--- Your assignment ---
Could you copy the records below exactly, leaving out any pictures?

--- Given records ---
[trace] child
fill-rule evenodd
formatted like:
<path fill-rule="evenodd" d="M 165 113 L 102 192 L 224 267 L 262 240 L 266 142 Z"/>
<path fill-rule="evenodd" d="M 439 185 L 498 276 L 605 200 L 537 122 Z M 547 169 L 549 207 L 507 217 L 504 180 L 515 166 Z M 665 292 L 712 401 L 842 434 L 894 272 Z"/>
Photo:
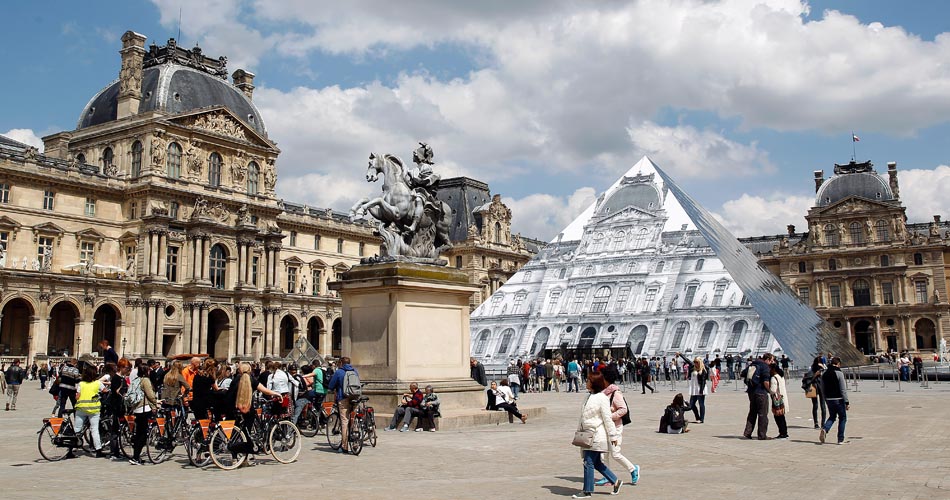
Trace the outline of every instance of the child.
<path fill-rule="evenodd" d="M 666 434 L 683 434 L 689 432 L 688 423 L 684 416 L 689 406 L 686 405 L 683 393 L 677 394 L 673 398 L 673 403 L 666 407 L 663 416 L 660 417 L 660 429 L 657 432 Z"/>

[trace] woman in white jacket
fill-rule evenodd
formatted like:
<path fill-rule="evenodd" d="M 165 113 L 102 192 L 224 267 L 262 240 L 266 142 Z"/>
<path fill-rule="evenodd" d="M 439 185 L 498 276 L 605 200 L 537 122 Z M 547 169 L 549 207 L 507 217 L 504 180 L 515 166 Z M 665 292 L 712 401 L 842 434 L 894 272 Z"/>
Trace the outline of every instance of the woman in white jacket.
<path fill-rule="evenodd" d="M 770 366 L 772 378 L 769 381 L 769 392 L 772 393 L 772 418 L 775 419 L 775 425 L 778 426 L 778 436 L 775 439 L 788 439 L 788 424 L 785 421 L 785 414 L 788 413 L 788 391 L 785 388 L 785 377 L 782 369 L 776 365 Z M 781 403 L 782 409 L 776 413 L 776 404 Z"/>
<path fill-rule="evenodd" d="M 611 418 L 610 400 L 603 393 L 606 388 L 607 381 L 604 380 L 603 375 L 592 373 L 587 377 L 587 390 L 590 391 L 590 397 L 584 403 L 584 411 L 581 412 L 577 427 L 578 430 L 591 432 L 594 439 L 590 447 L 581 448 L 581 456 L 584 459 L 584 490 L 572 498 L 591 497 L 594 492 L 595 469 L 613 485 L 611 495 L 620 493 L 620 487 L 623 485 L 623 481 L 617 479 L 617 476 L 607 468 L 602 457 L 602 454 L 611 446 L 617 445 L 617 440 L 620 438 L 617 426 Z"/>

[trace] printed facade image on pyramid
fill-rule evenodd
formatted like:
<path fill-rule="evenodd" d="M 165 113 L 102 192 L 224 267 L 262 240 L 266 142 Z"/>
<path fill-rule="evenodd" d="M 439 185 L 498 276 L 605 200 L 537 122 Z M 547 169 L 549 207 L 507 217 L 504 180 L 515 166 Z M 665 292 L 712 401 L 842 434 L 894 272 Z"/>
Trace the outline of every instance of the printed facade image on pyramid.
<path fill-rule="evenodd" d="M 482 303 L 471 331 L 489 369 L 558 353 L 863 362 L 646 157 Z"/>

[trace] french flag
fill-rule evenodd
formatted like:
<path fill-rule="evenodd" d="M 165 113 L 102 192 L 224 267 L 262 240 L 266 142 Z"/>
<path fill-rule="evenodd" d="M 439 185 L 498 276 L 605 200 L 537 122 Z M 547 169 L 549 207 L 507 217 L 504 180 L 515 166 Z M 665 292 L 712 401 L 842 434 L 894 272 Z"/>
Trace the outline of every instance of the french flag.
<path fill-rule="evenodd" d="M 858 136 L 854 135 L 854 132 L 851 133 L 851 142 L 861 142 L 861 139 Z"/>

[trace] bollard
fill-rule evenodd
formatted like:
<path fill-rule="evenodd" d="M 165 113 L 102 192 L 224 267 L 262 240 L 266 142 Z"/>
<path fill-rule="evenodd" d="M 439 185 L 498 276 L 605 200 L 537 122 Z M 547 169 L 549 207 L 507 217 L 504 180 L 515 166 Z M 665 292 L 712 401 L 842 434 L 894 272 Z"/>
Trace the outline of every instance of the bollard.
<path fill-rule="evenodd" d="M 879 378 L 879 379 L 881 380 L 881 389 L 886 388 L 886 387 L 887 387 L 887 382 L 884 381 L 884 371 L 881 370 L 880 365 L 878 365 L 878 367 L 877 367 L 877 378 Z"/>
<path fill-rule="evenodd" d="M 900 378 L 900 377 L 897 377 L 897 392 L 904 392 L 904 390 L 901 389 L 901 378 Z"/>

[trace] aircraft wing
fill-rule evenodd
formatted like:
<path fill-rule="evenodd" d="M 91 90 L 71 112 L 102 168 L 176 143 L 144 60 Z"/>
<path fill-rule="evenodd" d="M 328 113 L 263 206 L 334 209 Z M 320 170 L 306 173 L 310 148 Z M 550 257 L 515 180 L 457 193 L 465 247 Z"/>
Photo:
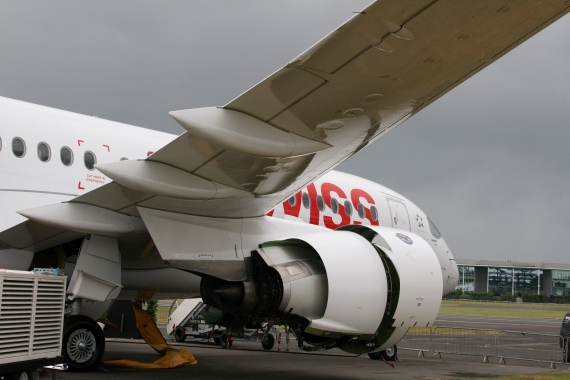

--- Task response ---
[trace] child
fill-rule evenodd
formatted like:
<path fill-rule="evenodd" d="M 165 113 L 102 192 L 224 267 L 262 240 L 266 142 Z"/>
<path fill-rule="evenodd" d="M 439 185 L 498 276 L 605 200 L 537 122 Z M 547 169 L 549 207 L 507 217 L 504 180 L 515 166 Z M 665 292 L 712 401 L 842 434 L 894 272 Z"/>
Photo:
Trace the outline of every instance of the child.
<path fill-rule="evenodd" d="M 666 434 L 683 434 L 689 432 L 688 423 L 684 416 L 689 406 L 686 405 L 683 393 L 677 394 L 673 398 L 673 403 L 666 407 L 663 416 L 660 417 L 660 429 L 657 432 Z"/>

[trace] woman in white jacket
fill-rule evenodd
formatted like:
<path fill-rule="evenodd" d="M 165 113 L 102 192 L 224 267 L 262 240 L 266 142 Z"/>
<path fill-rule="evenodd" d="M 439 185 L 498 276 L 605 200 L 537 122 Z M 547 169 L 549 207 L 507 217 L 504 180 L 515 166 Z M 665 292 L 712 401 L 842 434 L 894 272 Z"/>
Trace the outline of every instance of the woman in white jacket.
<path fill-rule="evenodd" d="M 770 366 L 772 378 L 769 381 L 769 392 L 772 393 L 772 418 L 775 419 L 775 425 L 778 426 L 778 436 L 775 439 L 788 439 L 788 424 L 785 421 L 785 414 L 788 413 L 788 391 L 785 388 L 785 377 L 782 369 L 776 365 Z M 781 403 L 782 409 L 776 413 L 776 404 Z"/>
<path fill-rule="evenodd" d="M 611 418 L 610 400 L 603 393 L 606 388 L 607 381 L 604 380 L 603 375 L 592 373 L 587 377 L 587 390 L 590 391 L 590 397 L 584 403 L 584 411 L 581 412 L 577 427 L 578 430 L 591 432 L 594 439 L 590 447 L 581 448 L 581 456 L 584 459 L 584 490 L 572 498 L 591 497 L 594 492 L 595 469 L 613 485 L 611 495 L 620 493 L 620 487 L 623 485 L 623 481 L 617 479 L 617 476 L 607 468 L 602 457 L 602 454 L 611 446 L 617 445 L 617 440 L 620 438 L 617 426 Z"/>

[trace] printed facade image on pyramid
fill-rule evenodd
formatted like:
<path fill-rule="evenodd" d="M 165 113 L 102 192 L 224 267 L 262 240 L 266 142 Z"/>
<path fill-rule="evenodd" d="M 439 185 L 498 276 L 605 200 L 537 122 Z M 547 169 L 549 207 L 507 217 L 504 180 L 515 166 Z M 665 292 L 712 401 L 842 434 L 894 272 Z"/>
Trace the outline of every instance of the printed facade image on pyramid.
<path fill-rule="evenodd" d="M 482 303 L 471 331 L 489 369 L 558 353 L 863 362 L 646 157 Z"/>

[trace] french flag
fill-rule evenodd
formatted like:
<path fill-rule="evenodd" d="M 165 113 L 102 192 L 224 267 L 262 240 L 266 142 Z"/>
<path fill-rule="evenodd" d="M 439 185 L 498 276 L 605 200 L 537 122 Z M 547 169 L 549 207 L 507 217 L 504 180 L 515 166 Z M 665 292 L 712 401 L 842 434 L 894 272 Z"/>
Trace the outline of every instance of the french flag.
<path fill-rule="evenodd" d="M 858 136 L 854 135 L 854 132 L 851 133 L 851 142 L 861 142 L 861 139 Z"/>

[trace] bollard
fill-rule evenodd
formatted like:
<path fill-rule="evenodd" d="M 165 113 L 102 192 L 224 267 L 262 240 L 266 142 Z"/>
<path fill-rule="evenodd" d="M 439 185 L 498 276 L 605 200 L 537 122 Z M 547 169 L 549 207 L 507 217 L 504 180 L 515 166 Z M 665 292 L 712 401 L 842 434 L 894 272 Z"/>
Trace the outline of every instance of the bollard.
<path fill-rule="evenodd" d="M 879 378 L 879 379 L 881 380 L 881 389 L 886 388 L 886 387 L 887 387 L 887 382 L 884 381 L 884 371 L 881 370 L 880 365 L 878 365 L 878 367 L 877 367 L 877 378 Z"/>
<path fill-rule="evenodd" d="M 900 378 L 900 377 L 897 377 L 897 392 L 904 392 L 904 390 L 901 389 L 901 378 Z"/>

[trace] aircraft wing
fill-rule evenodd
formatted like:
<path fill-rule="evenodd" d="M 91 90 L 71 112 L 102 168 L 176 143 L 144 60 Z"/>
<path fill-rule="evenodd" d="M 328 113 L 263 206 L 334 209 Z M 320 170 L 306 173 L 310 148 Z M 550 257 L 515 180 L 457 193 L 465 247 Z"/>
Photo:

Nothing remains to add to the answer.